Dunque, la Corte d’Appello di Milano ha omesso di compiere quel giudizio di sintesi di tutti gli elementi indizianti risultanti dall’istruttoria, limitandosi a considerarli solo nella loro individualita’, in particolare: il citato atto di donazione; le risultanze della consulenza tecnica, in relazione allo stato dei luoghi; la natura pertinenziale della corte oggetto di contestazione; la sentenza n. 1692 del 2009, resa nel procedimento n. 2862 del 2006 presso la Corte d’Appello di Milano, seconda civile tra le medesime parti, con la quale era stata accertata e dichiarata la comproprieta’ di (OMISSIS) sulla medesima corte (OMISSIS), pertinenziale ai subalterni del fabbricato (OMISSIS) (vedi pag. 10 del ricorso). Tale statuizione, peraltro, e’ passata in giudicato con sentenza confermativa di questa Corte n. 7058 del 2017.
A cio’ si aggiunga che la motivazione in ordine alla presunzione di comproprieta’ del bene, ai sensi dell’articolo 1117 c.c., e’ del tutto insufficiente. La Corte d’Appello, infatti, al fine di escludere la presunzione di contitolarita’ della (OMISSIS) quanto alla porzione di spazio in esame si e’ limitata ad affermare che la ricorrente non aveva chiesto alcun accertamento istruttorio sul punto e che dagli atti emergeva che il (OMISSIS) di proprieta’ della (OMISSIS) non confinava con la corte (OMISSIS).

-=-=-=-=-

> SERIE DI ESERCIZI:
A) Elenca gli elementi indizianti che, secondo il brano sulla comproprietà della corte, la Corte d'Appello di Milano ha considerato solo nella loro individualità.
B) Prosegui il brano sulla comproprietà della corte dopo la sua ultima frase.

-=-=-=-=-

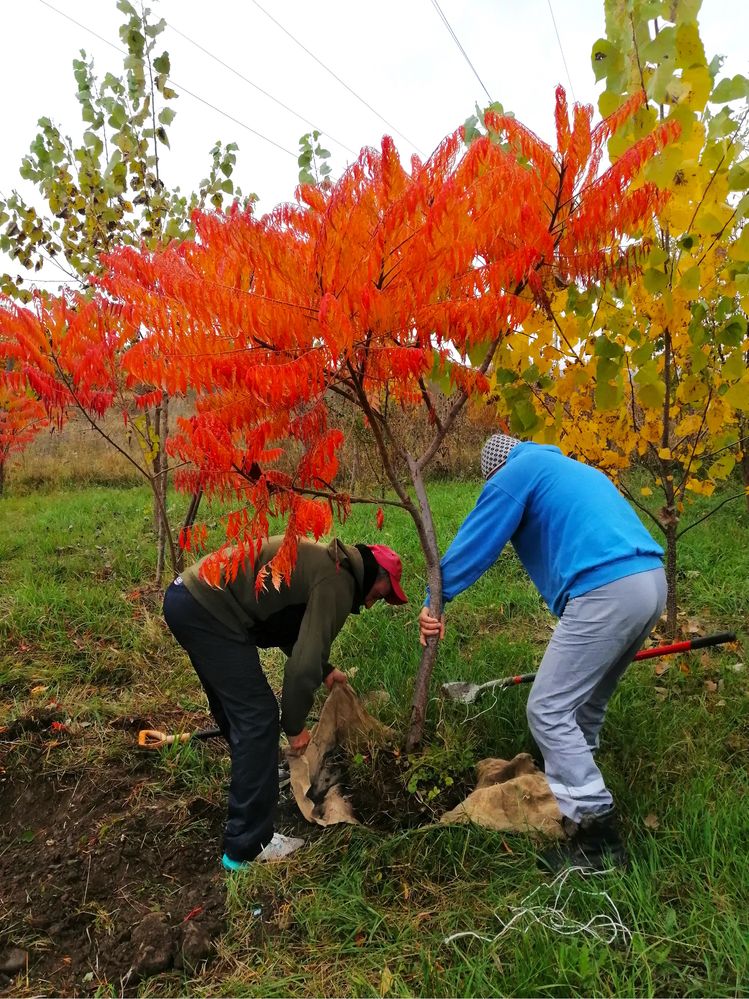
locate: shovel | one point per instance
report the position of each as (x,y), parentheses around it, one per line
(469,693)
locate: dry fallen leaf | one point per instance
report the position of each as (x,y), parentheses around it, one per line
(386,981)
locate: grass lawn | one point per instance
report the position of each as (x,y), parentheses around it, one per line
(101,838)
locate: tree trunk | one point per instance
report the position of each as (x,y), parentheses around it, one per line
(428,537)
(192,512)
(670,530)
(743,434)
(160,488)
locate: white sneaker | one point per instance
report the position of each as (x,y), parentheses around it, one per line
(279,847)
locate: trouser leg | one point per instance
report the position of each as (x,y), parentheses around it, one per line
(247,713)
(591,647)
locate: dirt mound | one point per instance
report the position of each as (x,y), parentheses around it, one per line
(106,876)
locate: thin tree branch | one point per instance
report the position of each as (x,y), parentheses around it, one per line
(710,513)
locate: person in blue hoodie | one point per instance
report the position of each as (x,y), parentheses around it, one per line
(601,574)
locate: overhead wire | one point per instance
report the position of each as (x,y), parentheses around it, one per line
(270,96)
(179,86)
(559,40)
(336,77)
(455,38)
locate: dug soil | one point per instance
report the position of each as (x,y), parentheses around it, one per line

-=-=-=-=-

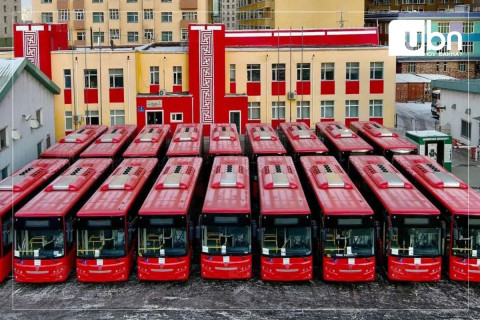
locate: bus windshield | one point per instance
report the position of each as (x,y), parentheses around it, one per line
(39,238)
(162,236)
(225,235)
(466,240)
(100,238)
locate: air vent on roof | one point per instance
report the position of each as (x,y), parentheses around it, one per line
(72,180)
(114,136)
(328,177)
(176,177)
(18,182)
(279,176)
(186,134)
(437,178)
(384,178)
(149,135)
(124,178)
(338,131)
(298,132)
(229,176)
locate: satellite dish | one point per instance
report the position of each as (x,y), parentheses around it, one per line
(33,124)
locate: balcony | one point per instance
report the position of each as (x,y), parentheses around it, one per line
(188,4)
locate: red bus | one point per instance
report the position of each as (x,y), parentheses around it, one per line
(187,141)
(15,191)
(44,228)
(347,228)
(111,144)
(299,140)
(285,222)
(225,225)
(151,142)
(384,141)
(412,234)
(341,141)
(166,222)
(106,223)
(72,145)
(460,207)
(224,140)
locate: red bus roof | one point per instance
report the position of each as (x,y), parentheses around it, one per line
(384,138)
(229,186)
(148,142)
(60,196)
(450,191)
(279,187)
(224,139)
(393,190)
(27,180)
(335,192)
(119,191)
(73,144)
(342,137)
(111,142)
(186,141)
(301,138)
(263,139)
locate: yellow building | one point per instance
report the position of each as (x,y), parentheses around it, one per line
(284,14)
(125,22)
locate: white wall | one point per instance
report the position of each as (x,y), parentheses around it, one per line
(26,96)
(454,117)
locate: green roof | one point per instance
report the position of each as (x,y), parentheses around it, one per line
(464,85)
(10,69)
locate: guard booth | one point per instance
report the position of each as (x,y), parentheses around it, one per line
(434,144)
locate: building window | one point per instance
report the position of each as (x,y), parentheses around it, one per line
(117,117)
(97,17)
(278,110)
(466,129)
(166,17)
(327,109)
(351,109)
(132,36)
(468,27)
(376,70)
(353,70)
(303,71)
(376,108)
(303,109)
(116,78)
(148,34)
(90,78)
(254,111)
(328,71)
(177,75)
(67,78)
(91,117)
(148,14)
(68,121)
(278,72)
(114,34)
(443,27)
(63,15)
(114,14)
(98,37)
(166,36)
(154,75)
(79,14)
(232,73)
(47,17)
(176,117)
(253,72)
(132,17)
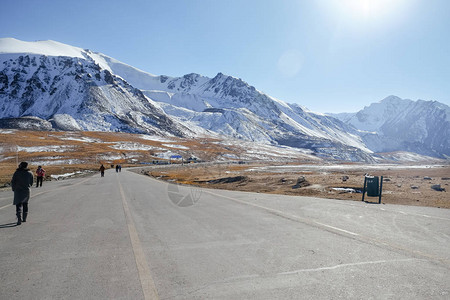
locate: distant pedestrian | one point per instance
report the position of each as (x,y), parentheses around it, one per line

-=-=-=-=-

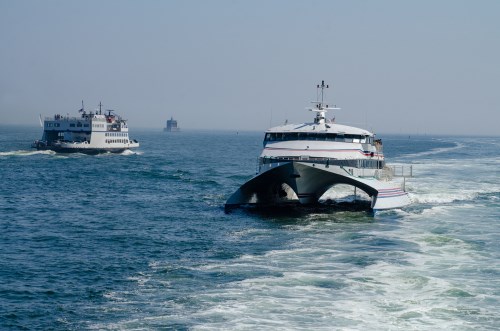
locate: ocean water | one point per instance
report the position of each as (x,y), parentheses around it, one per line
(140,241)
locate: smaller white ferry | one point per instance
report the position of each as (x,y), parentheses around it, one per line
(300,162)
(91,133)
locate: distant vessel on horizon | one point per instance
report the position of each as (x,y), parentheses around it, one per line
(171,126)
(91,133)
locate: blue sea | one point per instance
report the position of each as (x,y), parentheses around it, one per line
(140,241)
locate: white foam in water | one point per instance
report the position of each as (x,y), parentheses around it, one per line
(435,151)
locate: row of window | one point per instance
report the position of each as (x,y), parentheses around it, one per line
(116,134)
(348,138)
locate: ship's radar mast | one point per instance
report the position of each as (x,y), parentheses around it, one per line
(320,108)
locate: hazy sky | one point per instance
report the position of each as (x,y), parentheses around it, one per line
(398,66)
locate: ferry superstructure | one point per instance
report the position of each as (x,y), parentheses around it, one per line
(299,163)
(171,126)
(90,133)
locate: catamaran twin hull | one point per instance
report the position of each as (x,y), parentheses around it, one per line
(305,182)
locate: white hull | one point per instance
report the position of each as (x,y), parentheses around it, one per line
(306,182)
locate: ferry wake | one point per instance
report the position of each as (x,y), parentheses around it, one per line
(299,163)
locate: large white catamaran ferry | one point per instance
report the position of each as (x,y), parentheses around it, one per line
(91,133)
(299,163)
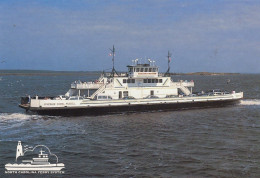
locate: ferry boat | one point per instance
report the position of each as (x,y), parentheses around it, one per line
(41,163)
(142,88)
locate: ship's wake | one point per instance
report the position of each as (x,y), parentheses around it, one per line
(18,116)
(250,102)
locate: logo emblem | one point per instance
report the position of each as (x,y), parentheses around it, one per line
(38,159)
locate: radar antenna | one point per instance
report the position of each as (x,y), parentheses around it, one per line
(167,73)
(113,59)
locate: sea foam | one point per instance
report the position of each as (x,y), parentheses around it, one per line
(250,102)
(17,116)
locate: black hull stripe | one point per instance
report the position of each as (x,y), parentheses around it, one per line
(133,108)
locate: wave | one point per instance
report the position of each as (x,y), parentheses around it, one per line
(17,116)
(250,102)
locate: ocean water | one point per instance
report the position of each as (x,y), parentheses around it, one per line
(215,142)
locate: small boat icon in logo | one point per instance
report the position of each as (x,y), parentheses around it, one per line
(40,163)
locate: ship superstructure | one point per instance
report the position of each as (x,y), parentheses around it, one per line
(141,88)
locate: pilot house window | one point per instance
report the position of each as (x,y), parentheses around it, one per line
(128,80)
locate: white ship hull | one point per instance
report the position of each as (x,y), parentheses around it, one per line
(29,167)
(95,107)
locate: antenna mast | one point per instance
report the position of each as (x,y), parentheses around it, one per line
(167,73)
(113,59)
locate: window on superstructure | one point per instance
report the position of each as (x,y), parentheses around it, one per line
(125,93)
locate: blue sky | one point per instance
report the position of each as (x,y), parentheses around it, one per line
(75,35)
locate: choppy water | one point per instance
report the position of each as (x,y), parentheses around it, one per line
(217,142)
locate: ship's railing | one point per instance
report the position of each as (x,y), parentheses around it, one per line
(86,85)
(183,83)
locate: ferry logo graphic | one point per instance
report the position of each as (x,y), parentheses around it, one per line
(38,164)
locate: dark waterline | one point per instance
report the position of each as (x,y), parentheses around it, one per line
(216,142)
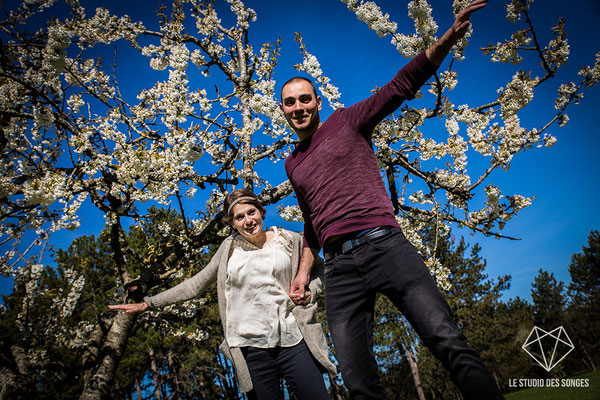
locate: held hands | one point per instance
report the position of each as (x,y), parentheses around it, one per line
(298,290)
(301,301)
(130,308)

-=-=-=-=-

> RISULTATI FINALI:
A)
- L'atto di donazione citato
- Le risultanze della consulenza tecnica, in relazione allo stato dei luoghi
- La natura pertinenziale della corte oggetto di contestazione
- La sentenza n. 1692 del 2009, resa nel procedimento n. 2862 del 2006 presso la Corte d'Appello di Milano

B)
La giurisprudenza di questa Corte in tema di presunzione di comproprieta’ ha ripetutamente affermato che “In tema di condominio degli edifici, la presunzione legale di comunione di talune parti, stabilita dall’articolo 1117 c.c., trova applicazione anche nel caso di cortile esistente tra piu’ edifici appartenenti a proprietari diversi, ove lo stesso sia strutturalmente destinato a dare aria, luce ed accesso a tutti i fabbricati che lo circondano” Sez. 2, Sent. n. 17993 del 2010.
Il principio e’ stato affermato anche con riguardo ad edifici limitrofi strutturalmente autonomi; in particolare si e’ detto che “la presunzione legale di comunione di talune parti, stabilita dall’articolo 1117 c.c., senz’altro applicabile quando si tratti di parti dello stesso edificio, puo’ ritenersi applicabile in via analogica anche quando si tratti non di parti comuni di uno stesso edificio, bensi’ di parti comuni di edifici limitrofi ed autonomi, purche’ si tratti di beni oggettivamente e stabilmente destinati all’uso od al godimento degli stessi, come nel caso di cortile esistente tra piu’ edifici appartenenti a proprietari diversi, ove lo stesso sia strutturalmente destinato a dare aria, luce ed accesso a tutti i fabbricati che lo circondano” (Sez. 2, Sentenza n. 14559 del 30/07/2004).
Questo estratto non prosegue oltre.